Source material:
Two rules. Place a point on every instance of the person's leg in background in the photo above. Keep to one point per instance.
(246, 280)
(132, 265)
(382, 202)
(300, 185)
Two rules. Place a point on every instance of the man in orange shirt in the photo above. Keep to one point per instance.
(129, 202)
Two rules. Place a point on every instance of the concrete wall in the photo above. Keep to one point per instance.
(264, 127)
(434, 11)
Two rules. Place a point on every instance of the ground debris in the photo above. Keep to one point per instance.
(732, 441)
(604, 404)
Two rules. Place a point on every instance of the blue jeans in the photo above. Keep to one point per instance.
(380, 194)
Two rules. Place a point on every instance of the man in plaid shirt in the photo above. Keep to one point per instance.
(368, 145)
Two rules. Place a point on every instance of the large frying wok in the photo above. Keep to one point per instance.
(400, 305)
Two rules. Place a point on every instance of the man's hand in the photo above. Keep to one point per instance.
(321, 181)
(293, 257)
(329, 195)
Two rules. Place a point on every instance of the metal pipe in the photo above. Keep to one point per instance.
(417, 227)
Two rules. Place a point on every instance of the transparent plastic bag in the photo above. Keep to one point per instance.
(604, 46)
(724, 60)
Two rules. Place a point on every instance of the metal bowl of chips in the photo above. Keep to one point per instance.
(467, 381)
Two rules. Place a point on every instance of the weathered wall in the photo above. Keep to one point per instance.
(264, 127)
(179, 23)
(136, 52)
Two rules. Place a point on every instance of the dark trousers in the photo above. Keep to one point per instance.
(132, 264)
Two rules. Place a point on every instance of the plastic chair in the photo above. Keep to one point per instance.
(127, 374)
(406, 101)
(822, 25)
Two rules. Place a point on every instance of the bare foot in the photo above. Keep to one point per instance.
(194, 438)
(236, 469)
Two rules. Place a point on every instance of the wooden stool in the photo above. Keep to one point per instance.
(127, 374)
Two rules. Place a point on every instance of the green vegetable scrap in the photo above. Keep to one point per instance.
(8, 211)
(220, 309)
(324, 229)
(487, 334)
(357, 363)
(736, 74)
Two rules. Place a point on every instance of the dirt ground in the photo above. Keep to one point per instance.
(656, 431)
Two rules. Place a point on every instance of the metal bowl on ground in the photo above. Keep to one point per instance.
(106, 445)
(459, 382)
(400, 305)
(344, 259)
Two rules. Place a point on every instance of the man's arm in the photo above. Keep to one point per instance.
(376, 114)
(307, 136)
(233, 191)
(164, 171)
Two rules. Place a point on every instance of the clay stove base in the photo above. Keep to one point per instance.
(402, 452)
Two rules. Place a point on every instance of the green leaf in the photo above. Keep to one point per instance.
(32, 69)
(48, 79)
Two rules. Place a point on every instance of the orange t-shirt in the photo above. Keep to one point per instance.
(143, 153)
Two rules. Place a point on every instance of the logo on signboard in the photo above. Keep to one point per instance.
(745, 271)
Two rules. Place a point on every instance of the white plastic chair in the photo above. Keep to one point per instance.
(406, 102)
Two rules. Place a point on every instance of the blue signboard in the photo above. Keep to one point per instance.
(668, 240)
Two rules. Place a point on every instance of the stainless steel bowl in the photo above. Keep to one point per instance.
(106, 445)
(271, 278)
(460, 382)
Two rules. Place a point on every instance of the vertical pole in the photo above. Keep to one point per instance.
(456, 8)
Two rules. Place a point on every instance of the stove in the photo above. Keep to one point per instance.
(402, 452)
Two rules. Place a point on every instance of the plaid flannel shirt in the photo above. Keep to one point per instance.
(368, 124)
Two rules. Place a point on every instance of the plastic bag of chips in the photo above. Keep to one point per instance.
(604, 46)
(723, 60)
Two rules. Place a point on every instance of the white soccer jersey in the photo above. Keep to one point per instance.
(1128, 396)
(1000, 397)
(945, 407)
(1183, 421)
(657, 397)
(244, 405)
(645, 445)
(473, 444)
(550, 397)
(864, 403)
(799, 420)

Goal of the exercise:
When you answer, retype all of the material exactly as it appears above.

Output of the exercise:
Two rules. Place a point on every instance of the person's leg in background in the photo above. Keep to one point per instance.
(246, 280)
(132, 265)
(382, 202)
(300, 185)
Two rules. Place a point on every instance of the man in orange shirt in the photo above. Keep to one point per instance.
(129, 202)
Two rules. Place a point on every instance of the concrete wall in the photo above. Keep to one point per instance.
(264, 127)
(434, 11)
Two rules. Place a point on every instance of the ground debris in the photo above. Keep to one point per instance.
(732, 441)
(604, 404)
Two rules. Place a point on every instance of the blue jeans in the photo above. Keep to one point per instance.
(380, 194)
Two rules. Place a point on every instance of the man in plaid shirt in the photo above. Keep to one point per instance.
(368, 145)
Two rules. Place a point on every instance of the large frying wok in the photo above. Keep to one point per instance.
(400, 305)
Two rules. Place a point on every instance of the man's hand in the photo above. Keep to one point per instance.
(321, 181)
(293, 257)
(329, 195)
Two rules. Place a point on every instance of the metal pipe in the photo above. Keep to one point per instance.
(417, 227)
Two rules. Place a point on every instance of the transparent plastic bag in the photo above. Keep to one point per instance.
(604, 46)
(724, 60)
Two rules. Place a point on every instance of the metal bowl of chips in the photo above. Keep to one point per instance.
(467, 381)
Two rules. Place a point on every instance of the weathered wall in the photo above. Keep to one point per instance.
(264, 127)
(179, 23)
(136, 52)
Two rules. Place a point on every instance of the dark trousers in the photo above. Keep to one point per instance.
(132, 264)
Two rules. Place a point on every instance of the plastic chair in the photo above. Keep to one point per instance.
(127, 374)
(406, 101)
(822, 25)
Two rules. Place a point on every instance of the bare foot in the photo above. Keep to one point per instance.
(194, 438)
(236, 469)
Two rules. Place a point on every instance of the wooden stool in the photo above. Keep to one point per instance.
(127, 374)
Two rules. Place a point on every instance of the green vegetable scrap in the photo above. Keep to one point per instance.
(8, 211)
(220, 309)
(324, 229)
(487, 334)
(357, 363)
(736, 74)
Two rules. Place a point on every instance of the dirt ground in the photo above. Keep to one point per instance.
(656, 431)
Two rules. Place a point on every instance of the metal bowl on ground in the photo above. Keep to one point per instance.
(106, 445)
(459, 382)
(400, 305)
(344, 259)
Two rules. Place a point on every instance of the man's arm in the photo above. Keep to one point per instance.
(376, 114)
(307, 136)
(233, 191)
(164, 171)
Two rules. Place a point on every instance of the clay stove base in the photo above. Keep to one point per instance.
(402, 452)
Two rules. Place a point on every instance of the green leaf in the photo above. Keep to one point per instance.
(32, 69)
(48, 79)
Two rules. Place a point on every instance of the orange t-shirt in the photo above. Keep to one point per instance.
(143, 153)
Two rules. Place a point on every instance of the logo on signboard in the photo above. Keep to one point per instance.
(745, 271)
Two rules. Place a point on every instance of the white plastic chair in the photo above. Keep to one point per instance.
(406, 102)
Two rules. Place a point on every instance of the blue signboard in the photo above. Keep to one point per instance.
(668, 240)
Two rules. Place a point on every instance of the stainless steel bowl in the photo above. Keep to one point per instance.
(106, 445)
(271, 278)
(460, 382)
Two rules. Place a point on every instance of the vertical pole in the photo above. Keep to one point per instance.
(456, 8)
Two rules. Place a point on every instance of the stove in the photo above. Keep to one point per instance.
(402, 452)
Two rules. Place a point on every instance of the plaid flannel shirt in the photo above. Keep to one point per instance.
(368, 124)
Two rules. Place a point on every instance of the plastic bag of chips in the photo above. Keep to one point per instance.
(604, 46)
(723, 60)
Two rules. Place a point on every instance of the white soccer jersey in the photo above. Keep to one point per instance.
(1128, 396)
(1000, 397)
(945, 407)
(1183, 421)
(657, 397)
(244, 405)
(645, 445)
(473, 444)
(550, 397)
(864, 403)
(799, 420)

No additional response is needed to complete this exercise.